Excerpts of location labeling data:
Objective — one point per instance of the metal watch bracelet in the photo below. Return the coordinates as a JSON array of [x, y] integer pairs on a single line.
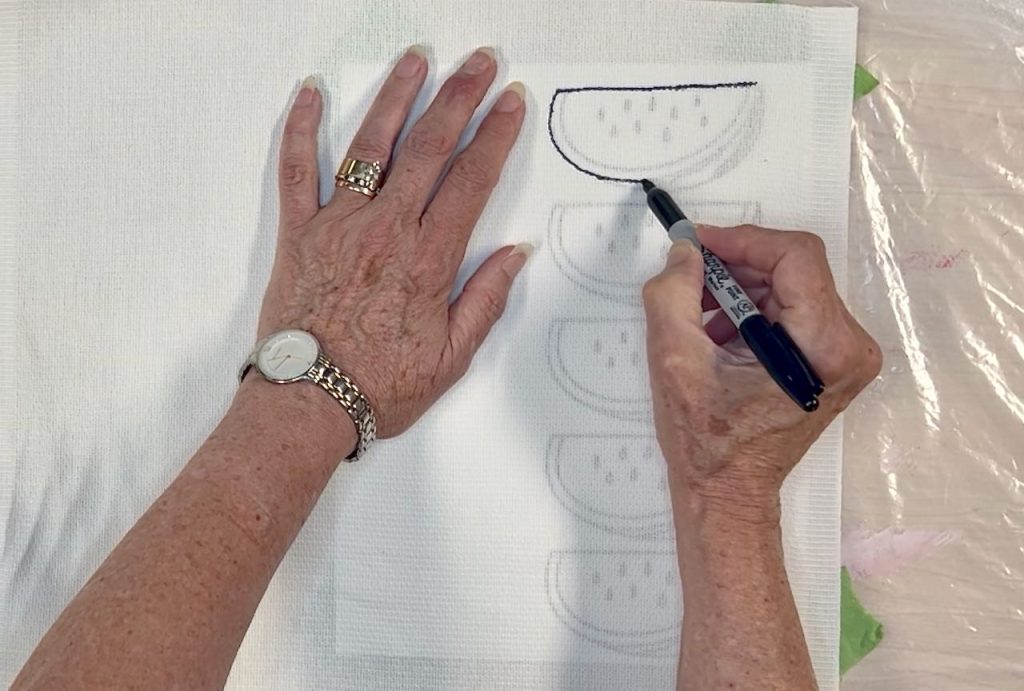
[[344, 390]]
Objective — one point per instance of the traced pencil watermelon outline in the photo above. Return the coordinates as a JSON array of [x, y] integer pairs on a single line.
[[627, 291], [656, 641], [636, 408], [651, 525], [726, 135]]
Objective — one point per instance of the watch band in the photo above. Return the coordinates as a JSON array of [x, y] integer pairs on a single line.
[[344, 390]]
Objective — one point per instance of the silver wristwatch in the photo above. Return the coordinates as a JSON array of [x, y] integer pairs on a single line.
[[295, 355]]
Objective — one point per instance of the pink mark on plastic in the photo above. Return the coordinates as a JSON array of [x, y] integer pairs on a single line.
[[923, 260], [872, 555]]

...

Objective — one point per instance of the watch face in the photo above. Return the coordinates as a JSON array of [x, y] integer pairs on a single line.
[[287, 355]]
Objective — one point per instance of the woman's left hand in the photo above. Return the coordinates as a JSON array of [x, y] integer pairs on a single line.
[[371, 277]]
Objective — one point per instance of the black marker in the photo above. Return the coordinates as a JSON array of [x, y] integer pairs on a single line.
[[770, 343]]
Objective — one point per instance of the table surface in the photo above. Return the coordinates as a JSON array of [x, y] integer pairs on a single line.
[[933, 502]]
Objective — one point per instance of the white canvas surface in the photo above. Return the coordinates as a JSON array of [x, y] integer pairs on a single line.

---

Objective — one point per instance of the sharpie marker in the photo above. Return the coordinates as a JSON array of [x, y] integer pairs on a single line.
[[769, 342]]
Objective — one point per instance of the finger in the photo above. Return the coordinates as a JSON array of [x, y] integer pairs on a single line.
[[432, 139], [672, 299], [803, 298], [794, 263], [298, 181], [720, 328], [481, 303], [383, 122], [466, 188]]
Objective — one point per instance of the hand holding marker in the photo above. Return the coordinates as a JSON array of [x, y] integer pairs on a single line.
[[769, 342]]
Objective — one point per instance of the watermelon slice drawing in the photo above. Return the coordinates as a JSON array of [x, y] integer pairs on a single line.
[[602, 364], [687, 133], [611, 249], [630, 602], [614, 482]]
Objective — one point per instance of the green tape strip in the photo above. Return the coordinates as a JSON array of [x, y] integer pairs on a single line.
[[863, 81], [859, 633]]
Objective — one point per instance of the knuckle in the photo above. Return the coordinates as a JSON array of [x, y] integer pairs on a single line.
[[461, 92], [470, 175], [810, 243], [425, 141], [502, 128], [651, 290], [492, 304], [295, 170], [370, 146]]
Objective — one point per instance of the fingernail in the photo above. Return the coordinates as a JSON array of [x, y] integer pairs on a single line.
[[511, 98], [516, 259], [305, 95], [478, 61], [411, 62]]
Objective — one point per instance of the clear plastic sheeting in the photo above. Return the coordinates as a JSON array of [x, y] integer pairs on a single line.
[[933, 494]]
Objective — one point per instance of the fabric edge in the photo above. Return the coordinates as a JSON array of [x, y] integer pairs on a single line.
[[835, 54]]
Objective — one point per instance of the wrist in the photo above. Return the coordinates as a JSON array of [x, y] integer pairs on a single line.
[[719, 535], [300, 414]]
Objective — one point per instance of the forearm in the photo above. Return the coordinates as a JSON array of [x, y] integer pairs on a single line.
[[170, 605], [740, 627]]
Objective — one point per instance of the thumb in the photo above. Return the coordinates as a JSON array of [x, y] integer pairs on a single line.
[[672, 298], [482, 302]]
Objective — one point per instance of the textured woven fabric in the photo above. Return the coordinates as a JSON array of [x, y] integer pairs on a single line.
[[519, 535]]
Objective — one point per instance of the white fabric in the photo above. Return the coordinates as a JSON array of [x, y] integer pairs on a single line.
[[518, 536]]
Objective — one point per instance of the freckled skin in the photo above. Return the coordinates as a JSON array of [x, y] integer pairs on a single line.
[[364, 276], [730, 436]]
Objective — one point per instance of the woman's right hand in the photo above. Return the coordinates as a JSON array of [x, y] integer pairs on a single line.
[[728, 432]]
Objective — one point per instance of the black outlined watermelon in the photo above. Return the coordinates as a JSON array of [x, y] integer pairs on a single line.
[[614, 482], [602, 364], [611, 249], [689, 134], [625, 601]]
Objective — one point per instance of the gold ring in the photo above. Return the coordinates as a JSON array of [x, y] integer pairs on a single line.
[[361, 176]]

Problem to solve: Return each line of the records that contains the string "hand". Case counts.

Written answer:
Objective — one point per instance of the woman's left hand in the photo above. Return the coordinates as a JSON array of [x, y] integer pairs on a single line.
Objective — one point per instance of the hand holding marker in the photo above. Return the coordinates as a JSON array of [x, y] integer pairs on a single line.
Objective — one point per instance of the woman's right hand in the photo above. Return the coordinates as a JSON array of [x, y] integer pairs on a single line.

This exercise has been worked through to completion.